* **YOUR TASK**
Change "filing" to "prospectus" in the stretch of the SeaWorld IPO article from "SeaWorld’s filing makes" through "spent on admission.", and give that stretch again in full.

+++ SOURCE TEXT

The Business Behind the SeaWorld IPO

The Shamu Show at Sea World in San Diego Photograph by Christian Heeb/laif/Redux

Shamu may have new masters. The private equity firm Blackstone today filed to take SeaWorld public at an undisclosed date. Blackstone  bought the amusement parks in late 2009 for $2.7 billion from Anheuser-Busch InBev. At the time, the amusement parks weren’t profitable—they lost $58 million in December 2009 alone—but they’ve made money since: In 2011 net income was $19 million, and in the first nine months of 2012 it was $86 million.

SeaWorld Entertainment runs 11 parks under several different brands: SeaWorld, Busch Gardens, Aquatica, and Sesame Place. It also runs Discovery Cove, a park next to the SeaWorld in Orlando that offers luxury cabanas and the ability to swim with dolphins and limits admission to no more than 1,300 people a day. More than half the company’s revenue comes from parks in Florida, several of which are in the theme park mecca, Orlando. In an attempt at the quantification of fun, the IPO filing says the parks combined have 93 animal attractions (Hello, Shamu), 193 rides (lazy rivers, anyone?), 113 shows, 49 play areas (like Halloween mazes), 38 limited-time events, and 113 “distinctive experiences,” such as feeding penguins.

SeaWorld’s filing makes clear what anyone who’s ever purchased an outrageously priced amusement park soda already knows—the real profit comes from food and merchandise. In the nine months through September, SeaWorld spent just $99 million on food and goods that brought in $445 million in revenue. Compare that with the $560 million it cost to operate the parks, which brought in $716 million in ticket sales. The average customer spent $22.39 on “in-park” spending, the filing says. That’s on top of the nearly $35 the average person spent on admission.

The filing points out some unique risk factors. Blackstone will keep a controlling share in SeaWorld, which could lead to a conflict of interest, because Blackstone also owns a “substantial stake” in the company that owns Legoland theme parks. And then there are the animals. They are susceptible to infectious diseases, the filing says, and dangers lurk in their interactions with humans, too. “Injuries or death, while rare, have occurred in the past and may occur in the future,” it says. So Shamu and his buddies are both assets and liabilities.

++++++
+++ INPUT DATA

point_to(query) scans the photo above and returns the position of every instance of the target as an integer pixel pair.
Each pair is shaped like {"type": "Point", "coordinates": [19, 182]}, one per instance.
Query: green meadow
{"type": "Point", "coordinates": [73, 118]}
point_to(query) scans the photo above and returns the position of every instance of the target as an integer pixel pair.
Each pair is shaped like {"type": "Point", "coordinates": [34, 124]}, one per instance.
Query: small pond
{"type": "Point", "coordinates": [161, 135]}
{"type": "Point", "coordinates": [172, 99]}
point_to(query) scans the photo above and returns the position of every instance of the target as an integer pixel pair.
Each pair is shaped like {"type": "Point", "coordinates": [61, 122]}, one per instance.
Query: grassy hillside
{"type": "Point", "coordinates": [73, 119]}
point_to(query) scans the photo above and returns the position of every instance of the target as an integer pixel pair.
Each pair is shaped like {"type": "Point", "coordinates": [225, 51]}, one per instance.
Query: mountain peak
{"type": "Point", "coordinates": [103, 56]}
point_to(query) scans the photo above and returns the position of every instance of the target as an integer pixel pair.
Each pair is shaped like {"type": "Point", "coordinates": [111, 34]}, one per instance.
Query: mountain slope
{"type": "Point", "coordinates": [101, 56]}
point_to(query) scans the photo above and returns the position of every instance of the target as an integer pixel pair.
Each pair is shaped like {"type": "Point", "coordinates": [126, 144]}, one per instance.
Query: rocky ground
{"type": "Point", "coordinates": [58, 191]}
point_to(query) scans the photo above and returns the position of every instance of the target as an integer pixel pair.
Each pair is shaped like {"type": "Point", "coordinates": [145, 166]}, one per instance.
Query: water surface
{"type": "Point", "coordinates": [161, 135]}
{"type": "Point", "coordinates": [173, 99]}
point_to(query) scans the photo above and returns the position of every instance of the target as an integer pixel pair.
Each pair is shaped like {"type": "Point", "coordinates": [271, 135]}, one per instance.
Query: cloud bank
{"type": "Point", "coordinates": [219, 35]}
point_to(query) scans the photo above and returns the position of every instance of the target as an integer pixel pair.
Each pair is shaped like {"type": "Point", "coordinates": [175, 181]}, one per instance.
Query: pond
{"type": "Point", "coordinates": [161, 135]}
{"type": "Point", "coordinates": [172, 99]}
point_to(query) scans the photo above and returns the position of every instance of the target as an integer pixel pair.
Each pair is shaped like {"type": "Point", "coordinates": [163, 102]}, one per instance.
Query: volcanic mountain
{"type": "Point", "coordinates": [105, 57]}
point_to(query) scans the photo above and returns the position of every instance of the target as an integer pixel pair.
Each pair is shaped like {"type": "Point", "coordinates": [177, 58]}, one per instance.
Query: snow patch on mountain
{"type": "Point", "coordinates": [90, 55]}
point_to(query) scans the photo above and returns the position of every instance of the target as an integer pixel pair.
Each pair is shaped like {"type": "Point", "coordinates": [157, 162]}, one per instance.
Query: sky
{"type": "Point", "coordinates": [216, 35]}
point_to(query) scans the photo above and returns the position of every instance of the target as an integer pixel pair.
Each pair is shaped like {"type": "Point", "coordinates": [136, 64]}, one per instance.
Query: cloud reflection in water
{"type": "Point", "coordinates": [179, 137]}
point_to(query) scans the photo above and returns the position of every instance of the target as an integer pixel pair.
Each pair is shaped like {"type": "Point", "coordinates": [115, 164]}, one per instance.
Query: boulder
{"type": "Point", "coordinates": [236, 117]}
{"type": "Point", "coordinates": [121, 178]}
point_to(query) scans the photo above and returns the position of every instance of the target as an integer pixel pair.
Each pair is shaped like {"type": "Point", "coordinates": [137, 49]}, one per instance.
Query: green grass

++++++
+++ INPUT DATA

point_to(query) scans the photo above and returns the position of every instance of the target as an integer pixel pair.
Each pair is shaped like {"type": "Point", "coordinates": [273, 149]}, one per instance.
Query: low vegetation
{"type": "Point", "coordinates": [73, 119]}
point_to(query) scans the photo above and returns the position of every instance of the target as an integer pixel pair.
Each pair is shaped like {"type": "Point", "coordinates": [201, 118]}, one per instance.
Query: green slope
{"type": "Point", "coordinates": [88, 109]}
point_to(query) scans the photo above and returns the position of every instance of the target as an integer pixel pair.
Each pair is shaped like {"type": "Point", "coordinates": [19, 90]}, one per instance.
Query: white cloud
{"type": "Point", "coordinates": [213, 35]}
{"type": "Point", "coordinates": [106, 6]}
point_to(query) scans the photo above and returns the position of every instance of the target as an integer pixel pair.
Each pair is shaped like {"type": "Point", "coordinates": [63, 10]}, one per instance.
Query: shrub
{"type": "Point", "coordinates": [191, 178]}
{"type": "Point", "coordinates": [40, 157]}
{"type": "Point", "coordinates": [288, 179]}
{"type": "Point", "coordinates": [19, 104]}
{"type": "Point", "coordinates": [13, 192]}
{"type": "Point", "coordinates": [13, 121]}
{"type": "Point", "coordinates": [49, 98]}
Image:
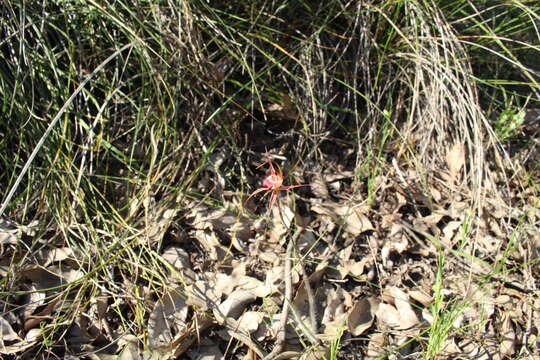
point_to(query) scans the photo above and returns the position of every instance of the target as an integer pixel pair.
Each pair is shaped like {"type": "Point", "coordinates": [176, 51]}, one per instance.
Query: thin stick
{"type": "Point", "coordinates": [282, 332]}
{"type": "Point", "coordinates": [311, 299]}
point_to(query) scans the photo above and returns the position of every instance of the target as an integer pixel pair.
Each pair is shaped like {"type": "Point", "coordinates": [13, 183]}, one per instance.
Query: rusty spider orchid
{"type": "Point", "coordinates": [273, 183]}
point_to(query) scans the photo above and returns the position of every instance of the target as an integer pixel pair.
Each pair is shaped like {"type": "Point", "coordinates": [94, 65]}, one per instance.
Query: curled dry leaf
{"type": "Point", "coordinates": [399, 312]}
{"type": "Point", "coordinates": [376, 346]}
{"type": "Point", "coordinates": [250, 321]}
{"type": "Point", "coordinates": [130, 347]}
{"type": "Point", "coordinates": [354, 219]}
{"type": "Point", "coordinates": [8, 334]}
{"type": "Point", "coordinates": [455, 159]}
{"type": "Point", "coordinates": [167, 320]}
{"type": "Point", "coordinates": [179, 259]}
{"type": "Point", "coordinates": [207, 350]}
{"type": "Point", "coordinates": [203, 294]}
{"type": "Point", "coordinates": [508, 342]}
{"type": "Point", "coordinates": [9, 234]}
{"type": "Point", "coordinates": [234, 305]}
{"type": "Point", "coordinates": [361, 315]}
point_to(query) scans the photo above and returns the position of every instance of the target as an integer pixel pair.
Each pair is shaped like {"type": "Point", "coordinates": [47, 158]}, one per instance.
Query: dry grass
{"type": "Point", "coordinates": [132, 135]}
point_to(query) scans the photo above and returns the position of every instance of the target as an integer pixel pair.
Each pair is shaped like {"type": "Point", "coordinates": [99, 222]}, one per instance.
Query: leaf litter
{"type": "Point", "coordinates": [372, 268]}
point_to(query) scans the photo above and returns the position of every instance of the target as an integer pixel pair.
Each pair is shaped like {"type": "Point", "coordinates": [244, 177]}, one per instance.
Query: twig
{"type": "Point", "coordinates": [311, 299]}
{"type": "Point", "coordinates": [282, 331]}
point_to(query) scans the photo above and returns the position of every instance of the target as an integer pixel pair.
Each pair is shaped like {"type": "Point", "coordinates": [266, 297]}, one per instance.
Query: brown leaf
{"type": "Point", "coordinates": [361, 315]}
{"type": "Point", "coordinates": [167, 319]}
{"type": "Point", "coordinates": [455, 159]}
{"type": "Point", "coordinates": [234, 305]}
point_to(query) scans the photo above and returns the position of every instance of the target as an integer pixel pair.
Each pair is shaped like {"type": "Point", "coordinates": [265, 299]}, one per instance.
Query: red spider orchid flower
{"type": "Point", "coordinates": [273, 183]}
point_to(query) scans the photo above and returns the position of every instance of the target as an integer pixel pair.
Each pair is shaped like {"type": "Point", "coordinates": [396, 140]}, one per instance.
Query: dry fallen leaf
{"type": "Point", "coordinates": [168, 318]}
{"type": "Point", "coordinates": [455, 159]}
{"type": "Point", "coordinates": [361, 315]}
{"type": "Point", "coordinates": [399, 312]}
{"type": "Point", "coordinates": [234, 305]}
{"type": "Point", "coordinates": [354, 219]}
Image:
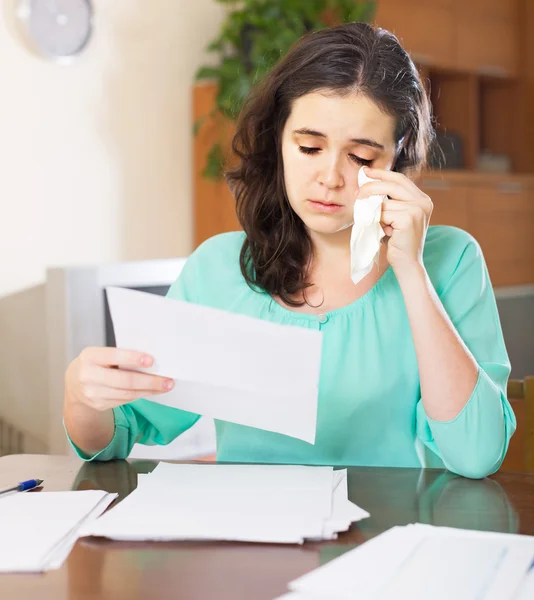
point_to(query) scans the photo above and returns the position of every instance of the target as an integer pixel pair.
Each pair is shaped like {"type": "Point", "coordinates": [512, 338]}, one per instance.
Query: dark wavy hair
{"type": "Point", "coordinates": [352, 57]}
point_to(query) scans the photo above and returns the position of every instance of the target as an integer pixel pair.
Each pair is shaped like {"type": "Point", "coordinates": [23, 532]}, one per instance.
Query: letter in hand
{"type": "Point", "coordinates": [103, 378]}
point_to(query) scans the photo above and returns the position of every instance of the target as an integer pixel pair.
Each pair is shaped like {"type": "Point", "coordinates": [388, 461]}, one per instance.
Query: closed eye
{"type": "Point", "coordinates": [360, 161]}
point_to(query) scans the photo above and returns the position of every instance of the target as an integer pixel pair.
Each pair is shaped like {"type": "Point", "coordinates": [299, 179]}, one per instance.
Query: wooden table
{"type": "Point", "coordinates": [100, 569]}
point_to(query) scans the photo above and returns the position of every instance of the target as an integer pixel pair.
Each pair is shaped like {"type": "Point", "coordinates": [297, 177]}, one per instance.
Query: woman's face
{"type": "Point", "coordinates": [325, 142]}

++++++
+++ INPUT DATA

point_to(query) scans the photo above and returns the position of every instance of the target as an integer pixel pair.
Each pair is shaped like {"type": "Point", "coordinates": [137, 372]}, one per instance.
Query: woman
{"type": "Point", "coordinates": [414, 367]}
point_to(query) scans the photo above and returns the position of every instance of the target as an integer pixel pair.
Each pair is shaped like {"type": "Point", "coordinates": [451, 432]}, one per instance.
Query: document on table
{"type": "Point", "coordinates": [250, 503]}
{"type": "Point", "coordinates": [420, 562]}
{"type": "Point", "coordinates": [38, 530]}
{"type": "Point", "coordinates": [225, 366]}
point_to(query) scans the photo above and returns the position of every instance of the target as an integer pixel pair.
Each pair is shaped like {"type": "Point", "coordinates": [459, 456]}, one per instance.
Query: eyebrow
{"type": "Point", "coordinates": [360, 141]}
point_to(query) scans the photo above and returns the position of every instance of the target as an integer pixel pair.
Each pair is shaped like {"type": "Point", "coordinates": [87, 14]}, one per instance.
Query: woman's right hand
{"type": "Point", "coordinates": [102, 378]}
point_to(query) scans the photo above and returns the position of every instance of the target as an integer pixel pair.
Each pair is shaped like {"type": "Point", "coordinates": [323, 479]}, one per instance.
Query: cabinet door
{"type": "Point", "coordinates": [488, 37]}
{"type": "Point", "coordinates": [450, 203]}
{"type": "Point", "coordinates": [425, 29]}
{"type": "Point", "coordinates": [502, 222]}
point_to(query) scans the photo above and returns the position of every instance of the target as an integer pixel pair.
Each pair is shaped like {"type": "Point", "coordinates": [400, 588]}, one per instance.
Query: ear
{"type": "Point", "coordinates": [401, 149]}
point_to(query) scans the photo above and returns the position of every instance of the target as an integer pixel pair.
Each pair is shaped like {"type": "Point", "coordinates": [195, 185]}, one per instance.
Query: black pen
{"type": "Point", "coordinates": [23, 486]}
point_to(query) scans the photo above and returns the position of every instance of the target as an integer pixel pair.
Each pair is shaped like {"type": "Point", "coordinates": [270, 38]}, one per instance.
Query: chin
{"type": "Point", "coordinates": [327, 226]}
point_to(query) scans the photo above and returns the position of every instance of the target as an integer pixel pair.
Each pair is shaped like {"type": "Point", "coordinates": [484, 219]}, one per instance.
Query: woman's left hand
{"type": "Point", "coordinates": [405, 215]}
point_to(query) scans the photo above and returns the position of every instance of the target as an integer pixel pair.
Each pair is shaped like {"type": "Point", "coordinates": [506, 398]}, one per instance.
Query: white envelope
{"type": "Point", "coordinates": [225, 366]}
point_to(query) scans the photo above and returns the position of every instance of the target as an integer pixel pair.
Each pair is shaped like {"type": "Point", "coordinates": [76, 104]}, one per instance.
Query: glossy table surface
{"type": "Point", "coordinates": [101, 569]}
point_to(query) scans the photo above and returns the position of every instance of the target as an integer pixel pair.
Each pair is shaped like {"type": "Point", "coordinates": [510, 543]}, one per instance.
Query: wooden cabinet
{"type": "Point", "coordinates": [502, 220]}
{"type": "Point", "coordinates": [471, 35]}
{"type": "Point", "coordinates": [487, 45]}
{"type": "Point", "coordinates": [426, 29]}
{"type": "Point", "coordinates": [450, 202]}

++++++

* **TASK RESULT**
SeaWorld’s prospectus makes clear what anyone who’s ever purchased an outrageously priced amusement park soda already knows—the real profit comes from food and merchandise. In the nine months through September, SeaWorld spent just $99 million on food and goods that brought in $445 million in revenue. Compare that with the $560 million it cost to operate the parks, which brought in $716 million in ticket sales. The average customer spent $22.39 on “in-park” spending, the prospectus says. That’s on top of the nearly $35 the average person spent on admission.